start
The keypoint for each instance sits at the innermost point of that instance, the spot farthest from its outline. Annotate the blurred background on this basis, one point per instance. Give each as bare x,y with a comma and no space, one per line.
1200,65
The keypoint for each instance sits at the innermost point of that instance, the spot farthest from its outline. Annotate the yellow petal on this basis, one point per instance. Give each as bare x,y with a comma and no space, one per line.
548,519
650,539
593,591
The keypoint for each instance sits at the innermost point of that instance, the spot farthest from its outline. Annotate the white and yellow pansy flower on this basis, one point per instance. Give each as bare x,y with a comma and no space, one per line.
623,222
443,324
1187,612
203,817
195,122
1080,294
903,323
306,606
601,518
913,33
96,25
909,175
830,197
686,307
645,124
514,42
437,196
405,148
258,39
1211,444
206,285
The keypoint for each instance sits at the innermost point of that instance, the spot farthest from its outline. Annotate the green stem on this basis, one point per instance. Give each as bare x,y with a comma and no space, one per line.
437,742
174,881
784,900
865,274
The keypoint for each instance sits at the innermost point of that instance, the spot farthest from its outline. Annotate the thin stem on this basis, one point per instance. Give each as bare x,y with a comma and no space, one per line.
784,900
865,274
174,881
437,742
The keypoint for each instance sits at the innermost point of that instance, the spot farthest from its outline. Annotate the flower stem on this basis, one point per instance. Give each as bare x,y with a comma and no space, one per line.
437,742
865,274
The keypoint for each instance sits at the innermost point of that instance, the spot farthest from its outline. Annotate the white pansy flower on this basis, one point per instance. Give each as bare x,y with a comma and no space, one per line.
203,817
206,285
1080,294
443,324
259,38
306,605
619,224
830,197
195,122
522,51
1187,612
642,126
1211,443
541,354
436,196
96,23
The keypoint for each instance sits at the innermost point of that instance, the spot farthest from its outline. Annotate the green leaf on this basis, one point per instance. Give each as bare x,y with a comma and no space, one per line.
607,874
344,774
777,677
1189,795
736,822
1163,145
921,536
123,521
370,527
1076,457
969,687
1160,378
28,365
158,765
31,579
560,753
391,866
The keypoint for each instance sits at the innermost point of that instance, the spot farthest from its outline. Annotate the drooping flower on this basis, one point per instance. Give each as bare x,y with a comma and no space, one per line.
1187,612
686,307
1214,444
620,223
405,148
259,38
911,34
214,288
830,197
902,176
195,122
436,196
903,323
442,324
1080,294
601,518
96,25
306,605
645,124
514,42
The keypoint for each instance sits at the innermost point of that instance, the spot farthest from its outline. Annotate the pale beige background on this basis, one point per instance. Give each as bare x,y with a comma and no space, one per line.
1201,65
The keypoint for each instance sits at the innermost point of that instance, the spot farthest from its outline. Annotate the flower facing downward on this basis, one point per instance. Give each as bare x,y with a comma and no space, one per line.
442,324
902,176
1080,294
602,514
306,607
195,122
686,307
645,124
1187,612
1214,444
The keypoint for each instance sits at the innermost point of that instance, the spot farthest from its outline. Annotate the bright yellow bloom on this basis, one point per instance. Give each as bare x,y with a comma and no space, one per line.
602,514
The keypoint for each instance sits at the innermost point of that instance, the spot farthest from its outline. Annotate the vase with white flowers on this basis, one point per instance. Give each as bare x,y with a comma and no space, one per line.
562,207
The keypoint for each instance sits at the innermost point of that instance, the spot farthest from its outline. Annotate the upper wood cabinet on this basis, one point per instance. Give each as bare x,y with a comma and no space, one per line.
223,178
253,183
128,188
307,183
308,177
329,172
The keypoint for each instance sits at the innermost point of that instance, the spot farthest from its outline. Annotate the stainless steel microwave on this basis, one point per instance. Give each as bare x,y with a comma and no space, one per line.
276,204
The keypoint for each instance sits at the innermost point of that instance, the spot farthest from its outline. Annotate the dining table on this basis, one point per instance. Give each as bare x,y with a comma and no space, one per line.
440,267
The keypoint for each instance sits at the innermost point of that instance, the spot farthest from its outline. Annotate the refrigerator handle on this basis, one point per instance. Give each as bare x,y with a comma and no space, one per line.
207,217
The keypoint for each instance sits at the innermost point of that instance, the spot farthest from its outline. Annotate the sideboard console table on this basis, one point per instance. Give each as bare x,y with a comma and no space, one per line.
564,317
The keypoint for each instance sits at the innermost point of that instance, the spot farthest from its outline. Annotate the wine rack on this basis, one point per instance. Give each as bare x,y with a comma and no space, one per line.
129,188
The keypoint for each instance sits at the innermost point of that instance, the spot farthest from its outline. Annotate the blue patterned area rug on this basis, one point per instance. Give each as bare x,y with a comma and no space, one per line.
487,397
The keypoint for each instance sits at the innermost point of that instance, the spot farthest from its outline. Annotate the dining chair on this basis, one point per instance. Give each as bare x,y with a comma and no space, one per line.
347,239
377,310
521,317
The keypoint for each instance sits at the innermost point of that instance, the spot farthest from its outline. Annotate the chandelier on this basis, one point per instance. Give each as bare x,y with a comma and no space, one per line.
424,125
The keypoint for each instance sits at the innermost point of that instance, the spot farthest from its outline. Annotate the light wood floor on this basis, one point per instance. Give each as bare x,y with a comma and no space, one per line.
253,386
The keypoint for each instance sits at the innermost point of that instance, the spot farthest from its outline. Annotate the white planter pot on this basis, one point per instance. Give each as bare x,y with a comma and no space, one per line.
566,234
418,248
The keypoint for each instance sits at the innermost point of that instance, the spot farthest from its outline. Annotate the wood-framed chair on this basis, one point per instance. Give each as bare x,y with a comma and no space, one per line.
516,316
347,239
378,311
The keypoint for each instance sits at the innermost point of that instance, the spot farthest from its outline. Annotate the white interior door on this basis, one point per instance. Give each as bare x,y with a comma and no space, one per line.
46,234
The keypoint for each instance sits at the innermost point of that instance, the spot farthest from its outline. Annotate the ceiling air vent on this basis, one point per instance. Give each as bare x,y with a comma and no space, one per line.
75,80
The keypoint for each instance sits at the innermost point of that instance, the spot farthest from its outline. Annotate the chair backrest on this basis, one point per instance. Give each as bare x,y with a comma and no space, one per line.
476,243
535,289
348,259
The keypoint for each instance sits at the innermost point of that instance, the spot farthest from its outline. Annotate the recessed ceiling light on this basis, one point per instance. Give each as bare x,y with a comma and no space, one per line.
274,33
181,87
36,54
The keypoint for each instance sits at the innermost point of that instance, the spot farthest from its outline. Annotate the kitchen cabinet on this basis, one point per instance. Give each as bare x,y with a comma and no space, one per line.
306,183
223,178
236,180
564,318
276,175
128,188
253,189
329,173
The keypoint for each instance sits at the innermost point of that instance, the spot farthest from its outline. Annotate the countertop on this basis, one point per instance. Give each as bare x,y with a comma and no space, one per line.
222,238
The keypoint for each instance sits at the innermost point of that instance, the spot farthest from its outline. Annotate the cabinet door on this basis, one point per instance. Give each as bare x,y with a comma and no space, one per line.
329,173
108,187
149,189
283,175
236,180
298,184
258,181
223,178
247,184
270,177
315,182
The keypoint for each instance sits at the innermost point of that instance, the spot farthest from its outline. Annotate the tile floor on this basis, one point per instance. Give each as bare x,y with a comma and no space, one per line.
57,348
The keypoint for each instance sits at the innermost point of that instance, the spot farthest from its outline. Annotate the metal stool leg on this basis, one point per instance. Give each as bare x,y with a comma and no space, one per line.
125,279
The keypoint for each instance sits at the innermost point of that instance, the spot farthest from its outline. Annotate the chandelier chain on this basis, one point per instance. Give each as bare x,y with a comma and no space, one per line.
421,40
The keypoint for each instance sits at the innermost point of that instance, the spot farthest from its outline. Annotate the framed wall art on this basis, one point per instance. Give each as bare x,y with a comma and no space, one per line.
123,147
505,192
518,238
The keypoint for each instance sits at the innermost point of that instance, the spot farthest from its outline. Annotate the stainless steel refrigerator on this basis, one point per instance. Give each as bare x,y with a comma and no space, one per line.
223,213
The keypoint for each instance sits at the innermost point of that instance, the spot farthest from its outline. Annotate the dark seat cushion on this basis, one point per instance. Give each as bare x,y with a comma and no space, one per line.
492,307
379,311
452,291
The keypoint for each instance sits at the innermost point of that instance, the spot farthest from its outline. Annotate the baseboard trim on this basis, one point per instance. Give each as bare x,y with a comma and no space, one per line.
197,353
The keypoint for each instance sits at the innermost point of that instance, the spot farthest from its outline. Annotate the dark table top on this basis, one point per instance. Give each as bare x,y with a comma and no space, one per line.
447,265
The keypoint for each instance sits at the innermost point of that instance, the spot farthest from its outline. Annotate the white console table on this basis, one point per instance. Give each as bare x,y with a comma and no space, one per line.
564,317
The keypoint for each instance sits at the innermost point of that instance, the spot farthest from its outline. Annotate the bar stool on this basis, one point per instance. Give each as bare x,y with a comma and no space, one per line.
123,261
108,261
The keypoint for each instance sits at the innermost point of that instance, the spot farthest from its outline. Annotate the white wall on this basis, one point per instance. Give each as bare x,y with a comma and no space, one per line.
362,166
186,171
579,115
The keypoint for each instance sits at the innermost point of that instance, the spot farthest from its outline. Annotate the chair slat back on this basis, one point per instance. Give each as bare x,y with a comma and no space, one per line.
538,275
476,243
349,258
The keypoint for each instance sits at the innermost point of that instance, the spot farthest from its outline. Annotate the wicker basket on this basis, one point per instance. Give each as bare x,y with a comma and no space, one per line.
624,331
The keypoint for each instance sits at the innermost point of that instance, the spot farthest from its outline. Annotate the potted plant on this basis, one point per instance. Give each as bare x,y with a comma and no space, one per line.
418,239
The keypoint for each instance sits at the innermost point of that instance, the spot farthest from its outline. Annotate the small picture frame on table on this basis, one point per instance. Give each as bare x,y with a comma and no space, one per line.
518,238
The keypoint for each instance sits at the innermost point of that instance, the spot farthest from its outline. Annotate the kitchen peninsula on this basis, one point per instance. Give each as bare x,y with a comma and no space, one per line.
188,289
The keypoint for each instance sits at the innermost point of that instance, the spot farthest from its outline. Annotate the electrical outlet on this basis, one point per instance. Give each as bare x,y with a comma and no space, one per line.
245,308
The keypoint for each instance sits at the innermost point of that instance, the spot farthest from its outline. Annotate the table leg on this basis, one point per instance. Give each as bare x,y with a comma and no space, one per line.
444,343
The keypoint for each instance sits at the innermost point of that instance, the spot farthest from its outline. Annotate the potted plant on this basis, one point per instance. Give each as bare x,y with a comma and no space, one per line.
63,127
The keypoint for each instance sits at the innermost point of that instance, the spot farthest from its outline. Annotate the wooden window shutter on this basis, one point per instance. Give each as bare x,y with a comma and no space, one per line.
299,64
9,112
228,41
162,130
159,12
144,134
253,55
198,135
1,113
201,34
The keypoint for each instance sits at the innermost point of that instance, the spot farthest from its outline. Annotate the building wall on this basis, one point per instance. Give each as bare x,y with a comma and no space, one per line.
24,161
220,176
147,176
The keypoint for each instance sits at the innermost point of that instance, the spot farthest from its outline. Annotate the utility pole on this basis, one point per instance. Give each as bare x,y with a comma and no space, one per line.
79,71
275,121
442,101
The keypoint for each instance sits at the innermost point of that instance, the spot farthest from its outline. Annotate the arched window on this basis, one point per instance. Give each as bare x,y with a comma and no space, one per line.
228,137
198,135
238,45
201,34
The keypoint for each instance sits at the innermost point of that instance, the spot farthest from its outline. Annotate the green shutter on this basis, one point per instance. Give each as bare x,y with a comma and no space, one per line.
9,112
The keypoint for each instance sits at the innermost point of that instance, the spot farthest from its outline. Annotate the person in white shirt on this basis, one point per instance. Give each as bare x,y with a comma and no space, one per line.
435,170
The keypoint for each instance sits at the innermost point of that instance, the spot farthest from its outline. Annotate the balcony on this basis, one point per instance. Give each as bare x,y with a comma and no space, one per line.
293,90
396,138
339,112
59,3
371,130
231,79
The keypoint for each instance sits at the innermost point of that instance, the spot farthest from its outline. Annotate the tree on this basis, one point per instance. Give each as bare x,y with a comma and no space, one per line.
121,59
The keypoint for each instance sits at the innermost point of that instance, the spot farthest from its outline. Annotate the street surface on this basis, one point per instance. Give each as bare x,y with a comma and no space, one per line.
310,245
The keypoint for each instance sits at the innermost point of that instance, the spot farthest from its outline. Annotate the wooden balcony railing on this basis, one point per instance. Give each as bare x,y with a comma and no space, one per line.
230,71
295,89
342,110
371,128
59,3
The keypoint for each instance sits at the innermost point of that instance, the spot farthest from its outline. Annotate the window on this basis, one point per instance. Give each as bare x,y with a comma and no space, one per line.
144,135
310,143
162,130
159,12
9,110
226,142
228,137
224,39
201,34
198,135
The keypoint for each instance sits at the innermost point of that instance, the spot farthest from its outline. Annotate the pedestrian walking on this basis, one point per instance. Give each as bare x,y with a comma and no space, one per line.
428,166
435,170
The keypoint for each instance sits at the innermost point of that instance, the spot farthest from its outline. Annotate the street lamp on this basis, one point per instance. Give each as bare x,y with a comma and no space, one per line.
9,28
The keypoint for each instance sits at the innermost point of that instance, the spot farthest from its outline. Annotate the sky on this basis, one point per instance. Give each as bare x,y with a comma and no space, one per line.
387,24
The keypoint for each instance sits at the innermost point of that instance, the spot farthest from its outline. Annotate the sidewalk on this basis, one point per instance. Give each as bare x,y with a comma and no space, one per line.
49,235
end
■ **Job**: Write out as a numbered list the lines from the one containing "the street lamp" through the last line, leaving out any blank lines.

■ **Output of the task**:
1. The keypoint for each instance sits at the innermost point of that instance, the spot farthest from its outline. Annotate the street lamp on this basis, one point per instance. Give each as bare x,y with a comma and no space, one per line.
2. 9,28
3. The keypoint for each instance sits at the innermost point of that instance, the spot farthest from its outline. Annotate the sky on this basis, one point per instance. Give each as bare x,y with a comma and no space, one per line.
4. 387,24
5. The keypoint for each instance sits at the innermost point of that instance, the spot farthest from its outline. Annotate the sidewalk on this basis, one point per instance. Give each as bare x,y with a comma and no space, one per line.
6. 49,235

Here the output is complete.